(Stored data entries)

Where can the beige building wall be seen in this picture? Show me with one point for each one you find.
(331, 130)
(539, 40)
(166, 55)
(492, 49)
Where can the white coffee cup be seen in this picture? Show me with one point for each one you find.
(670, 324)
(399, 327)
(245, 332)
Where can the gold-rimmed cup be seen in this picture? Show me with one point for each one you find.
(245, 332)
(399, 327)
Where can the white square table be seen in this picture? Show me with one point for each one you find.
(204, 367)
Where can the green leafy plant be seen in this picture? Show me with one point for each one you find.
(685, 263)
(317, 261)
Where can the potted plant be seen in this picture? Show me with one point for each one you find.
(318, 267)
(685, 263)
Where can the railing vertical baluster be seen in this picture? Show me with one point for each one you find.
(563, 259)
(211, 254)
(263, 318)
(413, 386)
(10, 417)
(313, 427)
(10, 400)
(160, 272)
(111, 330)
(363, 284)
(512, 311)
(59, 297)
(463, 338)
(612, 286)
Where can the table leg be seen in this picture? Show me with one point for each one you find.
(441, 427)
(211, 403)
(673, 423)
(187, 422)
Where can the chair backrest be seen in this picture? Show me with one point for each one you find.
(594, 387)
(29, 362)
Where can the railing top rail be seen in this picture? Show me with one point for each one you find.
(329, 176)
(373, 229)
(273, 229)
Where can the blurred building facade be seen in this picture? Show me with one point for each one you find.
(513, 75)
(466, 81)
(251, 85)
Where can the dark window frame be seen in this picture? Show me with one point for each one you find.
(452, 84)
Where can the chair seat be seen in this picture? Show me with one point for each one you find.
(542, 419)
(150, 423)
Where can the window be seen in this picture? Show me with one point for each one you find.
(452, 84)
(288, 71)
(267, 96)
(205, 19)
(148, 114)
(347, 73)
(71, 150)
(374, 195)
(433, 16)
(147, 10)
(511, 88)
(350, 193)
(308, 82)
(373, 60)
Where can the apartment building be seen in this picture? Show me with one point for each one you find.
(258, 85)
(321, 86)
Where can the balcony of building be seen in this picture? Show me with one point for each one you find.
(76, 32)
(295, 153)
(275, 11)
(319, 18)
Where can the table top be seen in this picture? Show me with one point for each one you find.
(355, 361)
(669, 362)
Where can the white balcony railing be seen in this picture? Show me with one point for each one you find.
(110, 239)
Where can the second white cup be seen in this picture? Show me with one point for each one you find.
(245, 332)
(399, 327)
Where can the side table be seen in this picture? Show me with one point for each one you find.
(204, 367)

• _Required work_
Lines before the one containing "Where can the balcony" are to be left out; that line and every line after it through the end of the data should be copied exactly.

• _Task result_
Where can the balcony of building be seen in this picture? Show me with one point for each one you find.
(76, 32)
(295, 153)
(275, 11)
(319, 18)
Where can the table top be seen in this picture? Show me with one point for each one you find.
(355, 361)
(669, 362)
Where can the white balcony railing be seen in this picture? Show me with one point for each one you find.
(110, 239)
Where can the second white cup be seen in this picture? Show me with one point for each one you find.
(245, 332)
(399, 327)
Where can the side table be seen in this picture? Show me with one point for each one you find.
(204, 367)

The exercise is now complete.